Given request: Reproduce verbatim the entries between the line containing "Practice. Find the dark brown" and the line containing "pixel 14 362", inclusive, and output nothing else.

Material for this task:
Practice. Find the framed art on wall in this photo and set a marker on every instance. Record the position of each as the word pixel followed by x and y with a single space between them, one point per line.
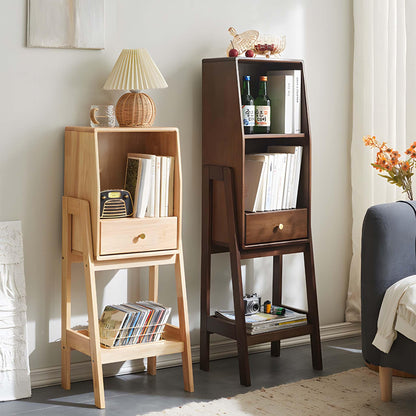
pixel 65 24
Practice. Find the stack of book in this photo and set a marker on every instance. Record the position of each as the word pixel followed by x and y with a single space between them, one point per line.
pixel 272 179
pixel 284 90
pixel 265 322
pixel 132 323
pixel 149 179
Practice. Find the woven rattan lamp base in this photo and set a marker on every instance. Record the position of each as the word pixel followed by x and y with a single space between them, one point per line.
pixel 135 109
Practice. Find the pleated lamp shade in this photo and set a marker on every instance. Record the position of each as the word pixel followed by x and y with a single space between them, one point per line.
pixel 135 70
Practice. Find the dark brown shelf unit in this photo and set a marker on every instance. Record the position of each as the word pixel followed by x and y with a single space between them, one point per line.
pixel 227 227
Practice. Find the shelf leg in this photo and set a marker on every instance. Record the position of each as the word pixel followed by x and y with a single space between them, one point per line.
pixel 66 295
pixel 184 322
pixel 235 260
pixel 153 295
pixel 313 316
pixel 205 267
pixel 277 296
pixel 93 327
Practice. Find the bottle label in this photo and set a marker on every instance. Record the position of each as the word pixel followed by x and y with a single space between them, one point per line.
pixel 248 115
pixel 263 115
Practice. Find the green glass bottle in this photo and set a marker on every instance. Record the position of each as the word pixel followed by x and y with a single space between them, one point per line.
pixel 247 106
pixel 263 108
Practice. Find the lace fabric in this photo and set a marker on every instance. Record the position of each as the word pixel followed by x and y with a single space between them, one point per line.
pixel 14 362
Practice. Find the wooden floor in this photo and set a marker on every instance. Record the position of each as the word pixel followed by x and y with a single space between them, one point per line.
pixel 140 393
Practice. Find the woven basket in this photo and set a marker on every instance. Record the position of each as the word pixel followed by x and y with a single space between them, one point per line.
pixel 135 109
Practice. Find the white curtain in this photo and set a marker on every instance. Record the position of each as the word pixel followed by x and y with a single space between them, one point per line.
pixel 379 108
pixel 14 361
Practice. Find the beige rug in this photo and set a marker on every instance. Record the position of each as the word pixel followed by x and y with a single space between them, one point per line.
pixel 353 392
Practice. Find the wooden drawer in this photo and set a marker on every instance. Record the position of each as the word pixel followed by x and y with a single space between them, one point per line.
pixel 132 235
pixel 267 227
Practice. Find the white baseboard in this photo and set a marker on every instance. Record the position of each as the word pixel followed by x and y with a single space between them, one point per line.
pixel 222 349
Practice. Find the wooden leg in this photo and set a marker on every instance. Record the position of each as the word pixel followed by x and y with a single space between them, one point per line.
pixel 313 316
pixel 66 295
pixel 153 294
pixel 184 322
pixel 385 376
pixel 93 327
pixel 277 296
pixel 235 260
pixel 205 268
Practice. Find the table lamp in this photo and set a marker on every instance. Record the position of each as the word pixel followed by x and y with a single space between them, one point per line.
pixel 135 70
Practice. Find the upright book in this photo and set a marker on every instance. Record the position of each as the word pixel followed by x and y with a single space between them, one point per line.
pixel 285 91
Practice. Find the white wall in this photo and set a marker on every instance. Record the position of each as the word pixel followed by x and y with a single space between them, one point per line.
pixel 43 90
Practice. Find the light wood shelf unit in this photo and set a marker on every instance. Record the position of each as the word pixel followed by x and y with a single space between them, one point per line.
pixel 228 227
pixel 95 160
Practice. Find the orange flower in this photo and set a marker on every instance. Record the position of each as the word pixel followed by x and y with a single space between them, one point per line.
pixel 405 166
pixel 369 141
pixel 411 151
pixel 388 160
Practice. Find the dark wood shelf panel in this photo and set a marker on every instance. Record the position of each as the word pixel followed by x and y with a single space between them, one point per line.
pixel 274 136
pixel 228 329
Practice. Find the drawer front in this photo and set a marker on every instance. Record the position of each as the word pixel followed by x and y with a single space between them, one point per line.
pixel 268 227
pixel 132 235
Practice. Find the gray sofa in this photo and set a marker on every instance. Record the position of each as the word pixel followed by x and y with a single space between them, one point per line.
pixel 388 254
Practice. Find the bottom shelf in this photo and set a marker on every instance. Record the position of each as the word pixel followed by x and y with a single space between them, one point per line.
pixel 170 344
pixel 228 329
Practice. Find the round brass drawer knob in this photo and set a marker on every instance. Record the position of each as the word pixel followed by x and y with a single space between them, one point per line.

Problem solution:
Practice. Find the dark brown shelf unit in this photo and set a marker on every instance. Record the position of each as the word pixel followed by x and y with a single space between them, one point per line.
pixel 227 227
Practice. Find the shelf leg in this photo and set a marker on every instance. Record the position of each as the word pixel followed by x and y with a single space between them, one point per line.
pixel 66 295
pixel 184 322
pixel 235 260
pixel 153 295
pixel 313 316
pixel 205 267
pixel 277 296
pixel 93 327
Practice. Find the bottle label in this photo and set a marker on every instance. Record the position of each as the word pixel followed by x and y with a single space between them, one point per line.
pixel 248 115
pixel 263 115
Practice. Find the green glass bottle in this photo and set a marker on every instance. Record the position of each as the word pixel followed by x and y with a single space between them, one point per line.
pixel 247 106
pixel 263 108
Practice. Find the lace fabric in this photo and set a marker on every instance. Record the position of each as the word pixel followed by x and y with a single space between them, one point per line.
pixel 14 362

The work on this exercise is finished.